What is asked — Turn everything from the start of the rows down to the line containing "[(241, 231)]" into a numbered list, skipping blank lines. Leave the pictures out of the answer.

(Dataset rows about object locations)
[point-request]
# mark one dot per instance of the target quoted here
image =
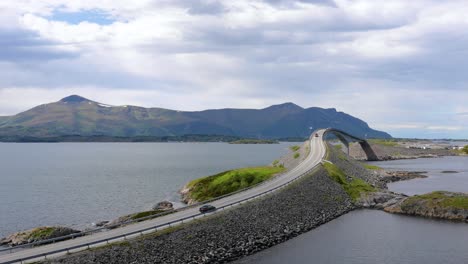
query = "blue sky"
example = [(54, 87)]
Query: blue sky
[(399, 65)]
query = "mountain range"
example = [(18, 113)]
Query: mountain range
[(78, 116)]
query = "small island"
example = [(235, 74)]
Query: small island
[(254, 141)]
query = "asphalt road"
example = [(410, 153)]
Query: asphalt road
[(316, 155)]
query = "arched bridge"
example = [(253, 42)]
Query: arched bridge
[(345, 138)]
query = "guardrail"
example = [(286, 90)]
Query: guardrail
[(141, 231), (131, 221)]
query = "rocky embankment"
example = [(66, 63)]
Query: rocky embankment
[(398, 152), (36, 234)]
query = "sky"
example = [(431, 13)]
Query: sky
[(401, 66)]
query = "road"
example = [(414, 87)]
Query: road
[(317, 153)]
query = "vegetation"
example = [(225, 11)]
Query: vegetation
[(184, 138), (439, 199), (254, 141), (41, 233), (371, 167), (465, 149), (223, 183), (353, 187), (384, 142), (295, 148)]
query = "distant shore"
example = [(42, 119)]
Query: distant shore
[(183, 138)]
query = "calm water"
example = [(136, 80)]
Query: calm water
[(368, 236), (75, 184)]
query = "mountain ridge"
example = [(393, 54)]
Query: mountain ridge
[(76, 115)]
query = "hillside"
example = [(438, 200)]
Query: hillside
[(75, 115)]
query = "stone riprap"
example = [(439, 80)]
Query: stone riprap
[(241, 231)]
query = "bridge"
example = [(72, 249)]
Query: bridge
[(100, 237)]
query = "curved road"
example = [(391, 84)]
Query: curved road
[(317, 153)]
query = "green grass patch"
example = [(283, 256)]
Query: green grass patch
[(254, 141), (294, 148), (229, 181), (353, 188), (384, 142), (439, 199), (371, 167)]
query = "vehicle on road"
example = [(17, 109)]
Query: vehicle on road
[(207, 208)]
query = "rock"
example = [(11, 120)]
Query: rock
[(163, 206), (36, 234), (380, 199)]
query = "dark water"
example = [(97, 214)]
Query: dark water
[(437, 180), (75, 184), (368, 236)]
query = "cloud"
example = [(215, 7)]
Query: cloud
[(400, 65)]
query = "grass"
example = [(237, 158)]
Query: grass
[(465, 149), (223, 183), (384, 142), (294, 148), (371, 167), (145, 214), (439, 199), (353, 188), (41, 233)]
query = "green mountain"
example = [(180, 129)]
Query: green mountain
[(75, 115)]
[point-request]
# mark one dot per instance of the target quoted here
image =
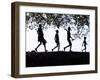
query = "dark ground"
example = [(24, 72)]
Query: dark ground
[(36, 59)]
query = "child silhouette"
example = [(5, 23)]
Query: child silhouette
[(57, 40), (69, 39), (84, 43), (41, 38)]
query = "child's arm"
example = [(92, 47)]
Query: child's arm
[(65, 29), (82, 43)]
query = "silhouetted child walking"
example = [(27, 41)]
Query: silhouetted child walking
[(41, 38), (69, 39), (57, 40), (84, 43)]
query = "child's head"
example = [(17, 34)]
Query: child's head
[(57, 31), (69, 28), (40, 26), (85, 38)]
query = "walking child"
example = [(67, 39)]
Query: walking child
[(84, 43), (69, 39), (41, 39)]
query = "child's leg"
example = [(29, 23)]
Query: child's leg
[(37, 46)]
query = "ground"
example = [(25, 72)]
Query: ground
[(36, 59)]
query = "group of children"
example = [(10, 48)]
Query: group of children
[(69, 39)]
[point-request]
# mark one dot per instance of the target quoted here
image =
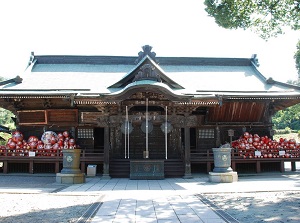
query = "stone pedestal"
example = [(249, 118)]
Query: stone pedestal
[(228, 177), (71, 174), (222, 172), (70, 178), (222, 160)]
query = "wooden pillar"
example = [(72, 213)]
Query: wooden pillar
[(106, 154), (57, 166), (5, 166), (258, 169), (187, 153), (293, 166), (31, 170)]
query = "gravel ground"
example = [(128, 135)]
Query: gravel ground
[(40, 208), (276, 207)]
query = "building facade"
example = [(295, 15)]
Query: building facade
[(121, 108)]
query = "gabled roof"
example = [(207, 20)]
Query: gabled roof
[(59, 76), (146, 69)]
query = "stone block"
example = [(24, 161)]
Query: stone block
[(228, 177)]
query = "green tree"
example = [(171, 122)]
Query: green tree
[(297, 58), (5, 120), (289, 117), (266, 18)]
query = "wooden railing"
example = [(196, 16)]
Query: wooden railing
[(47, 157), (236, 158)]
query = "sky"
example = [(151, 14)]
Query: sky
[(118, 27)]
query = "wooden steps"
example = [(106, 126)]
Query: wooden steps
[(120, 168)]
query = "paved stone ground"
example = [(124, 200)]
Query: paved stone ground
[(254, 198)]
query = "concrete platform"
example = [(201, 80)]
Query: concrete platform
[(70, 178), (228, 177)]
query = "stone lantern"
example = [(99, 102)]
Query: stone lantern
[(222, 172)]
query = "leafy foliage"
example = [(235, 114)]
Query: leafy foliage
[(288, 118), (297, 58), (5, 120), (264, 17)]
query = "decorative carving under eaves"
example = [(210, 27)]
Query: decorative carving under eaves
[(47, 103), (149, 95), (191, 121), (18, 103), (147, 72)]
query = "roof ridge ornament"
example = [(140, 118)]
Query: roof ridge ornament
[(146, 51), (147, 72), (254, 59)]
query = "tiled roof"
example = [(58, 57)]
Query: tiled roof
[(56, 75)]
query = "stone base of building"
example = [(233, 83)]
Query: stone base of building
[(70, 178), (228, 177)]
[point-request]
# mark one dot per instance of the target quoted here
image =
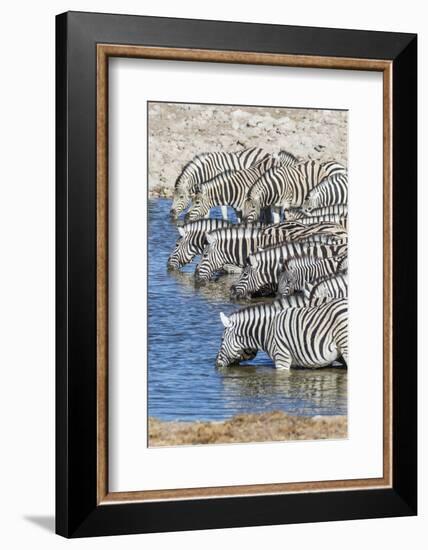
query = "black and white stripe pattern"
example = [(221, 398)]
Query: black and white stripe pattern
[(329, 287), (228, 188), (261, 274), (297, 273), (232, 246), (309, 337), (192, 241), (330, 192), (287, 186), (207, 166)]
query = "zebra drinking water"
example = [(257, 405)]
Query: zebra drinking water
[(231, 246), (192, 241), (228, 188), (294, 277), (310, 337), (261, 273)]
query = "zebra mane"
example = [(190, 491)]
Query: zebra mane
[(199, 157), (286, 158), (234, 232), (276, 305)]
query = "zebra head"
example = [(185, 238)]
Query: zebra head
[(251, 212), (287, 284), (311, 203), (255, 279), (184, 251), (212, 260), (233, 347), (179, 202), (200, 207)]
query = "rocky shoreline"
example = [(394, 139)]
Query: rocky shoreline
[(178, 132), (246, 428)]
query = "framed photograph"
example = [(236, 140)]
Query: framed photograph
[(236, 274)]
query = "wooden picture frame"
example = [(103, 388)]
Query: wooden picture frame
[(84, 505)]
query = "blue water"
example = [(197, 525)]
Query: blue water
[(184, 337)]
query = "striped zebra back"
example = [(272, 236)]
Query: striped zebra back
[(286, 158), (332, 287), (298, 272), (310, 336), (330, 192), (192, 241)]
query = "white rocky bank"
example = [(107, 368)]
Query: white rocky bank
[(178, 132)]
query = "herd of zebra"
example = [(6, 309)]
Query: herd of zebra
[(290, 243)]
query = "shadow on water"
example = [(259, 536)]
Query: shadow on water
[(184, 337)]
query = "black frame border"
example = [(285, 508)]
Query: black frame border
[(77, 512)]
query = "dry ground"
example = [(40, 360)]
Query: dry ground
[(177, 132), (272, 426)]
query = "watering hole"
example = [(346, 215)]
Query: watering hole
[(184, 335)]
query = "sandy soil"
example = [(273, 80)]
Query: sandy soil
[(272, 426), (177, 132)]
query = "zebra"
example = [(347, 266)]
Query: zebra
[(206, 166), (287, 186), (228, 188), (298, 214), (309, 337), (286, 159), (294, 277), (326, 218), (298, 231), (261, 273), (230, 247), (192, 241), (330, 192), (332, 287)]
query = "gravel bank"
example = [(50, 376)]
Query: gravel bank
[(177, 132)]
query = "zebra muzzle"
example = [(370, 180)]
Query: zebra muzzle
[(172, 265), (236, 293)]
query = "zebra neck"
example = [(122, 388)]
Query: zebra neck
[(256, 326)]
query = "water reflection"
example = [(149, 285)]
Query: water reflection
[(184, 334)]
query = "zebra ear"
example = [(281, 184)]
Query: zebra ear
[(225, 320), (210, 238), (251, 261)]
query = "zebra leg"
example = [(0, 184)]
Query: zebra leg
[(265, 215), (282, 358), (344, 353)]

Completed task —
1. [point-request]
2. # mark one dot per instance of the target quoted here
3. image =
4. query = "blue sky"
5. example = [(54, 87)]
6. Query: blue sky
7. [(399, 65)]
8. query = "mountain range"
9. example = [(18, 113)]
10. Query: mountain range
11. [(78, 116)]
12. query = "small island"
13. example = [(235, 74)]
14. Query: small island
15. [(254, 141)]
16. query = "asphalt road"
17. example = [(410, 153)]
18. Query: asphalt road
19. [(316, 155)]
20. query = "arched bridge"
21. example = [(253, 42)]
22. Query: arched bridge
23. [(345, 138)]
24. query = "guardrail"
25. example = [(286, 90)]
26. Query: guardrail
27. [(141, 231), (131, 221)]
28. query = "rocky embankment"
29. example = [(66, 63)]
30. Query: rocky embankment
31. [(398, 152), (36, 234)]
32. query = "sky"
33. example = [(431, 13)]
34. Query: sky
35. [(401, 66)]
36. query = "road"
37. example = [(414, 87)]
38. Query: road
39. [(317, 153)]
40. query = "vegetation"
41. example = [(225, 11)]
42. Query: vegetation
43. [(184, 138), (439, 199), (254, 141), (41, 233), (371, 167), (465, 149), (223, 183), (353, 187), (384, 142), (295, 148)]
44. query = "distant shore"
45. example = [(42, 119)]
46. Query: distant shore
47. [(183, 138)]
48. query = "calm water"
49. example = [(136, 80)]
50. Query: calm water
51. [(368, 236), (75, 184)]
52. query = "mountain ridge"
53. example = [(393, 54)]
54. Query: mountain ridge
55. [(76, 115)]
56. query = "hillside"
57. example = [(438, 200)]
58. Query: hillside
59. [(75, 115)]
60. query = "stone riprap"
61. example = [(439, 80)]
62. Query: stone riprap
63. [(241, 231)]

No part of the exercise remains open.